WHAT YOU SHOULD DO -
Retype the data below exactly, skipping pictures.

DATA RECORDS -
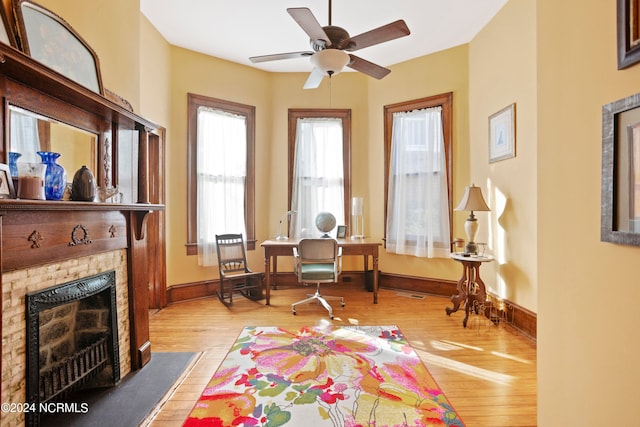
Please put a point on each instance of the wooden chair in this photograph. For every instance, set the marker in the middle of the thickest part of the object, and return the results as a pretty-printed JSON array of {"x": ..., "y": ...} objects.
[
  {"x": 317, "y": 261},
  {"x": 235, "y": 275}
]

RESULT FOR THIS TASK -
Please put a point on each instance of the wooden chair in this photograph. For every instance, set the marker in the middle of the thickest part of the object, and return the results as a pretty-printed JSON array of {"x": ..., "y": ...} objects.
[
  {"x": 317, "y": 261},
  {"x": 235, "y": 275}
]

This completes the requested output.